__Goal__
Render the records below as a Markdown table with two columns, No. and Record, giving each line its own row with a running number and leaving out any blank lines.

# START OF Records for the task

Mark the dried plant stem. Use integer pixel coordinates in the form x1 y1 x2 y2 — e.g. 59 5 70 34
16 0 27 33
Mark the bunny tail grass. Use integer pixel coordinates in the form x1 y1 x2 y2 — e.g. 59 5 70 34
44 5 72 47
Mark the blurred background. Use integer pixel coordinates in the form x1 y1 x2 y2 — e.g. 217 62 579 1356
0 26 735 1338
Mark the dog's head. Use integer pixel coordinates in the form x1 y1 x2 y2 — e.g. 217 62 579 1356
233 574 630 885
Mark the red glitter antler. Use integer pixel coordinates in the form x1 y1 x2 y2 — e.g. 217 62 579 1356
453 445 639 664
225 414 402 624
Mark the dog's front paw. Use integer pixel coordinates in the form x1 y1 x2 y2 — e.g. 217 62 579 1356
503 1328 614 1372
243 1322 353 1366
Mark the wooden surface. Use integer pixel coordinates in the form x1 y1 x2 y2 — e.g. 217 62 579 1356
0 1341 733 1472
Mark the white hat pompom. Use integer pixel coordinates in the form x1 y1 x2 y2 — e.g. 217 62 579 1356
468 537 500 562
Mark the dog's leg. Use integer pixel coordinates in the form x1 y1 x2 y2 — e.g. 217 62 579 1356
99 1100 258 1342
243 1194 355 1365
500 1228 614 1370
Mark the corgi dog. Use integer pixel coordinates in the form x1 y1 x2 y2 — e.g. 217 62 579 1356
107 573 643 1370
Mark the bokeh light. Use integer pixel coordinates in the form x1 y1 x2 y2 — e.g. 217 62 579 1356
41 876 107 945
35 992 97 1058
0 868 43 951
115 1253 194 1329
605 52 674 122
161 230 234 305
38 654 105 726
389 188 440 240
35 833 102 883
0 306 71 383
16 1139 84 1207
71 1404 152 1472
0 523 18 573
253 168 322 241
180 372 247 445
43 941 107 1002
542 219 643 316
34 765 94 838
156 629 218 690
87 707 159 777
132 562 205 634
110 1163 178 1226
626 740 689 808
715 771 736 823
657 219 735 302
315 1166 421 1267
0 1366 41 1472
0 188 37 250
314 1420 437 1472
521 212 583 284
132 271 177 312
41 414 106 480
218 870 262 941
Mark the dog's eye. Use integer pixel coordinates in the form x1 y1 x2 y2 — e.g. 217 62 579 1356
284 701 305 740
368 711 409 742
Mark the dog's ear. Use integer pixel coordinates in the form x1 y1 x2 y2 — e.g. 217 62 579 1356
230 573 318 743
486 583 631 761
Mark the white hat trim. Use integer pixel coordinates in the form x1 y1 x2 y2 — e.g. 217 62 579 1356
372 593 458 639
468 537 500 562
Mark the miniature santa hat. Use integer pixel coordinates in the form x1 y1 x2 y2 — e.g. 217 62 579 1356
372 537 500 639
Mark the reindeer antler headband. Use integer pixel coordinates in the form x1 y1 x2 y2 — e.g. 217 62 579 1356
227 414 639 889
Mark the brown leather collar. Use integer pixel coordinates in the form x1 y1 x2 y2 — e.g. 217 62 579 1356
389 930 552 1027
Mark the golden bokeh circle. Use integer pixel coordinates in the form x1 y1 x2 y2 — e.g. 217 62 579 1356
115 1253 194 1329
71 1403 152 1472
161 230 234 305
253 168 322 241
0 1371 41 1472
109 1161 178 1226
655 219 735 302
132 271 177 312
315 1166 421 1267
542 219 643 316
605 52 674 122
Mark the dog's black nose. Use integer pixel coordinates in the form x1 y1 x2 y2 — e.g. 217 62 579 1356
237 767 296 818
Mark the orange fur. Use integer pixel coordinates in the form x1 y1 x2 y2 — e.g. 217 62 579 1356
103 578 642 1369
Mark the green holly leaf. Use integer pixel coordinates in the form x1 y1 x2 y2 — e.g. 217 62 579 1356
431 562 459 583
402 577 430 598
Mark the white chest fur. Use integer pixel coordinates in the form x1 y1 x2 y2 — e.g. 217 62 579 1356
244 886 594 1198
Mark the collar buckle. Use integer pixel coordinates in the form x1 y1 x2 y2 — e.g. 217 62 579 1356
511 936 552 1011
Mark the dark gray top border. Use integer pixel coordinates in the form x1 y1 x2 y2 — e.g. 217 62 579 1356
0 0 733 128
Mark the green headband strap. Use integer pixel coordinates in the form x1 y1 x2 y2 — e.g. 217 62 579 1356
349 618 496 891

# END OF Records for the task

__Written reply__
| No. | Record |
|---|---|
| 1 | Mark the dried plant stem. Use integer pixel coordinates in the form x1 y1 x2 y2 — e.g. 59 5 70 34 |
| 2 | 16 0 27 33 |
| 3 | Mark the bunny tail grass. Use integer pixel coordinates in the form x1 y1 x2 y2 — e.g. 59 5 70 34 |
| 4 | 44 5 72 47 |
| 5 | Mark the blurred background. Use integer pixel coordinates in the form x1 y1 x2 y2 — e.g. 217 62 579 1356 |
| 6 | 0 26 735 1338 |
| 7 | Mark the dog's head. Use integer pixel coordinates in the form x1 y1 x2 y2 — e.g. 217 62 579 1356 |
| 8 | 233 574 630 885 |
| 9 | Mark the red glitter antler. Use integer pixel coordinates in the form x1 y1 x2 y2 — e.g. 217 62 579 1356 |
| 10 | 453 445 639 664 |
| 11 | 225 414 402 624 |
| 12 | Mark the dog's front paw. Use integer pixel coordinates in the form x1 y1 x2 y2 — e.g. 217 62 579 1356 |
| 13 | 503 1328 614 1372 |
| 14 | 243 1322 353 1366 |
| 15 | Mark the wooden surface. Use integer pixel coordinates in the form x1 y1 x2 y2 — e.g. 217 62 579 1356 |
| 16 | 0 1341 733 1472 |
| 17 | Mark the white hat pompom. Use integer pixel coordinates in the form x1 y1 x2 y2 — e.g. 217 62 579 1356 |
| 18 | 468 537 500 562 |
| 19 | Mark the dog's leg. Use integer pixel coordinates in the form x1 y1 x2 y2 — e.g. 217 62 579 1356 |
| 20 | 99 1100 258 1342 |
| 21 | 243 1194 355 1365 |
| 22 | 500 1228 614 1370 |
| 23 | Mark the corgi dog. Use integer pixel coordinates in the form x1 y1 x2 y2 — e.g. 217 62 579 1356 |
| 24 | 107 573 643 1370 |
| 25 | Mark the bokeh light. Use integer pixel coordinates in the form x1 y1 x2 y2 — e.g. 217 62 579 1356 |
| 26 | 41 876 107 945 |
| 27 | 35 992 97 1058 |
| 28 | 0 868 43 951 |
| 29 | 115 1253 194 1329 |
| 30 | 605 52 674 122 |
| 31 | 161 230 234 305 |
| 32 | 38 654 105 726 |
| 33 | 389 188 440 240 |
| 34 | 35 833 102 883 |
| 35 | 0 306 71 383 |
| 36 | 16 1139 84 1207 |
| 37 | 71 1404 152 1472 |
| 38 | 0 523 18 573 |
| 39 | 253 168 322 241 |
| 40 | 180 372 247 445 |
| 41 | 43 941 107 1002 |
| 42 | 542 219 643 316 |
| 43 | 34 765 94 838 |
| 44 | 156 629 218 690 |
| 45 | 87 707 159 777 |
| 46 | 132 562 205 634 |
| 47 | 110 1163 178 1226 |
| 48 | 626 740 689 808 |
| 49 | 715 771 736 823 |
| 50 | 657 219 735 302 |
| 51 | 315 1166 421 1267 |
| 52 | 0 1366 41 1472 |
| 53 | 0 188 37 250 |
| 54 | 314 1420 437 1472 |
| 55 | 521 212 583 284 |
| 56 | 132 271 177 312 |
| 57 | 41 414 106 480 |
| 58 | 218 870 262 941 |
| 59 | Mark the dog's eye. Use integer pixel coordinates in the form x1 y1 x2 y2 — e.g. 217 62 579 1356 |
| 60 | 284 701 305 740 |
| 61 | 368 711 409 742 |
| 62 | Mark the dog's ear. Use integer pixel coordinates in the form x1 y1 x2 y2 — e.g. 217 62 579 1356 |
| 63 | 230 573 318 743 |
| 64 | 486 583 631 761 |
| 65 | Mark the white hat trim. Use integer pixel coordinates in the form x1 y1 x2 y2 — e.g. 217 62 579 1356 |
| 66 | 372 593 458 639 |
| 67 | 468 537 500 562 |
| 68 | Mark the miniature santa hat. Use integer pixel coordinates in the form x1 y1 x2 y2 — e.g. 217 62 579 1356 |
| 69 | 372 537 500 639 |
| 70 | Mark the reindeer antler headband. Use integer pixel coordinates in the form x1 y1 x2 y2 — e.g. 217 62 579 1356 |
| 71 | 227 414 639 889 |
| 72 | Mark the brown leather collar. Use integer pixel coordinates in the form x1 y1 x2 y2 — e.g. 217 62 579 1356 |
| 73 | 389 930 552 1027 |
| 74 | Mark the golden bokeh circle. Use integer pixel coordinates in the form x1 y1 x2 y2 — e.g. 217 62 579 1356 |
| 75 | 115 1253 194 1329 |
| 76 | 71 1403 152 1472 |
| 77 | 161 230 234 305 |
| 78 | 253 168 322 241 |
| 79 | 0 1371 41 1472 |
| 80 | 109 1161 178 1226 |
| 81 | 655 219 735 302 |
| 82 | 132 271 177 312 |
| 83 | 315 1166 421 1267 |
| 84 | 542 219 643 316 |
| 85 | 605 52 674 122 |
| 86 | Mark the dog's black nose. Use integer pixel coordinates in the form x1 y1 x2 y2 — e.g. 217 62 579 1356 |
| 87 | 237 767 296 818 |
| 88 | Mark the orange fur. Use integer pixel coordinates in the form x1 y1 x2 y2 — e.g. 217 62 579 1356 |
| 89 | 103 578 642 1369 |
| 90 | Mark the green holly leaf. Use integer pixel coordinates in the form x1 y1 x2 y2 — e.g. 217 62 579 1356 |
| 91 | 431 562 459 583 |
| 92 | 402 577 430 598 |
| 93 | Mark the white chest fur. Use integer pixel coordinates in the form x1 y1 x2 y2 — e.g. 217 62 579 1356 |
| 94 | 244 886 594 1198 |
| 95 | Mark the collar buckle. Use integer pixel coordinates in the form x1 y1 x2 y2 — e.g. 217 62 579 1356 |
| 96 | 511 936 552 1011 |
| 97 | Mark the dark gray top border. Use integer pixel coordinates in the form x1 y1 x2 y2 — e.g. 217 62 579 1356 |
| 98 | 0 0 733 128 |
| 99 | Mark the green headband strap. Use integer pixel coordinates in the form x1 y1 x2 y2 — e.g. 217 62 579 1356 |
| 100 | 349 618 496 891 |